Stored items:
-- -- --
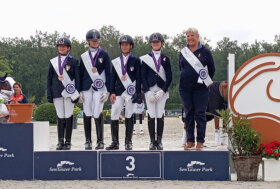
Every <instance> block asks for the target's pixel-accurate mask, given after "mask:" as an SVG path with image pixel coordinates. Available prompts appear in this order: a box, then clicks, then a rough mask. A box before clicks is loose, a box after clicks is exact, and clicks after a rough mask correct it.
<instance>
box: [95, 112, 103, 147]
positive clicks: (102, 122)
mask: <svg viewBox="0 0 280 189" xmlns="http://www.w3.org/2000/svg"><path fill="white" fill-rule="evenodd" d="M94 120H95V126H96V136H97V145H96V147H95V149H96V150H100V149H104V142H103V135H104V121H103V116H102V113H101V114H100V116H99V118H95V119H94Z"/></svg>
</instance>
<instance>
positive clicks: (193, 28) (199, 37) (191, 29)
mask: <svg viewBox="0 0 280 189" xmlns="http://www.w3.org/2000/svg"><path fill="white" fill-rule="evenodd" d="M190 32H192V33H195V34H196V35H198V37H199V43H200V44H201V45H204V40H203V39H202V37H201V36H200V34H199V32H198V29H196V28H194V27H191V28H188V29H187V31H186V35H187V33H190Z"/></svg>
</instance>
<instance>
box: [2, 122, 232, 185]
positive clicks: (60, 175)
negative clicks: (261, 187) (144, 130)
mask: <svg viewBox="0 0 280 189" xmlns="http://www.w3.org/2000/svg"><path fill="white" fill-rule="evenodd" d="M48 129H49V125H48V123H47V122H34V123H8V124H0V170H1V171H0V180H1V179H4V180H5V179H11V180H33V179H38V180H98V179H100V180H218V181H227V180H229V179H230V177H229V175H230V171H229V152H228V151H227V150H220V151H214V150H208V151H207V150H203V151H175V150H173V151H167V150H164V151H137V150H134V151H118V150H117V151H105V150H99V151H95V150H90V151H85V150H80V151H71V150H70V151H50V150H49V149H48V143H49V141H48V137H49V130H48Z"/></svg>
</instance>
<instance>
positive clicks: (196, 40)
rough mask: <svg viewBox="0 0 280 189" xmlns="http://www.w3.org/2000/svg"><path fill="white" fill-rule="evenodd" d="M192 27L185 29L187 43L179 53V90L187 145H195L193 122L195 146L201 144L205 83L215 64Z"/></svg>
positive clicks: (204, 133) (186, 147) (195, 29)
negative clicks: (184, 109)
mask: <svg viewBox="0 0 280 189" xmlns="http://www.w3.org/2000/svg"><path fill="white" fill-rule="evenodd" d="M199 38H200V37H199V33H198V30H197V29H196V28H189V29H188V30H187V31H186V40H187V46H186V47H185V48H183V49H182V50H181V52H180V56H179V68H180V71H181V73H180V84H179V91H180V96H181V100H182V103H183V106H184V109H185V112H186V120H185V121H186V124H187V125H186V126H187V145H186V146H185V149H191V148H193V147H194V146H195V138H194V126H195V122H196V124H197V137H196V142H197V145H196V149H198V150H200V149H202V148H203V143H204V142H205V141H204V138H205V129H206V115H205V113H206V108H207V104H208V96H209V91H208V86H209V85H210V84H211V83H212V78H213V76H214V73H215V65H214V61H213V57H212V54H211V52H210V51H209V50H208V49H207V48H206V47H205V46H203V45H202V44H201V43H200V40H199Z"/></svg>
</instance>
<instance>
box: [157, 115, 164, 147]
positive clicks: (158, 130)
mask: <svg viewBox="0 0 280 189" xmlns="http://www.w3.org/2000/svg"><path fill="white" fill-rule="evenodd" d="M163 128H164V117H163V116H162V118H157V149H158V150H163V146H162V143H161V140H162V134H163Z"/></svg>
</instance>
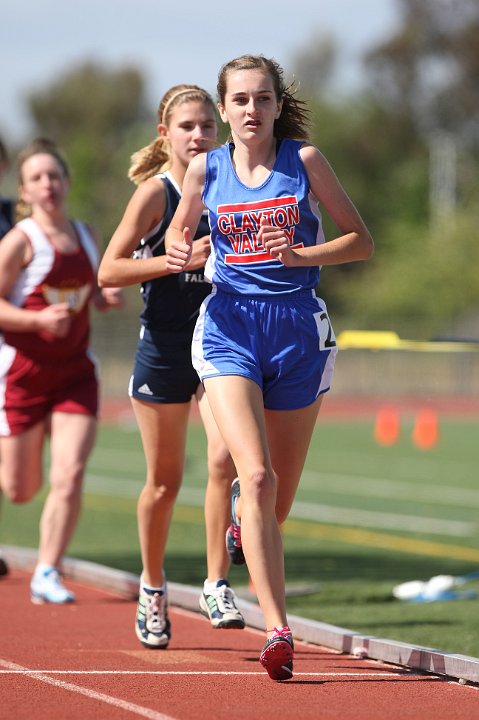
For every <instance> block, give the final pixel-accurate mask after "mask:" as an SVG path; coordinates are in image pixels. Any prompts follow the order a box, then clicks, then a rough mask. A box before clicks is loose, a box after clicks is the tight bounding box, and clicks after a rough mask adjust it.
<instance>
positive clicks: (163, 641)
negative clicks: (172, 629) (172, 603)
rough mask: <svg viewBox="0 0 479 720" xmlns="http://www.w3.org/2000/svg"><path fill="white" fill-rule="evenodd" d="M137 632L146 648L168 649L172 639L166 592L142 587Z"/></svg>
mask: <svg viewBox="0 0 479 720" xmlns="http://www.w3.org/2000/svg"><path fill="white" fill-rule="evenodd" d="M135 632H136V637H137V638H138V640H139V641H140V642H141V644H142V645H144V646H145V647H148V648H151V649H152V650H157V649H160V648H166V646H167V645H168V643H169V641H170V637H171V630H170V621H169V619H168V597H167V592H166V590H164V591H163V590H154V589H151V590H150V589H147V588H144V587H142V586H141V585H140V594H139V597H138V608H137V611H136V621H135Z"/></svg>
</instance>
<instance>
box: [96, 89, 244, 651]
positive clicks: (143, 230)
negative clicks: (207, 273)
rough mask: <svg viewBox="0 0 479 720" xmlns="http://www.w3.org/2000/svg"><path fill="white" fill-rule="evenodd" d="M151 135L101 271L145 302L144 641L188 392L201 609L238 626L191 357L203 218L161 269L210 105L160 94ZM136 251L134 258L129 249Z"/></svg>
-- -- --
* [WORK REQUIRED]
Only the lines from the one bearing "positive clicks: (163, 641)" through the end of the entries above belong in the answer, each one exactly as given.

* [ANSWER SECTION]
positive clicks: (163, 641)
negative clicks: (172, 629) (172, 603)
rough mask: <svg viewBox="0 0 479 720" xmlns="http://www.w3.org/2000/svg"><path fill="white" fill-rule="evenodd" d="M137 632L146 648L168 649L172 639L166 592L142 587Z"/></svg>
mask: <svg viewBox="0 0 479 720" xmlns="http://www.w3.org/2000/svg"><path fill="white" fill-rule="evenodd" d="M135 632H136V637H137V638H138V640H139V641H140V642H141V644H142V645H144V646H145V647H148V648H151V649H152V650H157V649H160V648H166V646H167V645H168V643H169V641H170V637H171V630H170V621H169V619H168V597H167V592H166V590H164V591H163V590H154V589H151V590H150V589H147V588H144V587H142V586H141V585H140V594H139V597H138V608H137V611H136V621H135Z"/></svg>
</instance>
<instance>
box: [96, 89, 244, 651]
positive clicks: (143, 230)
negative clicks: (207, 273)
rough mask: <svg viewBox="0 0 479 720" xmlns="http://www.w3.org/2000/svg"><path fill="white" fill-rule="evenodd" d="M151 135L101 271L145 302L144 641L188 392L201 609L238 626L191 357L203 218L161 269L210 105L160 94ZM136 251L134 258L129 249Z"/></svg>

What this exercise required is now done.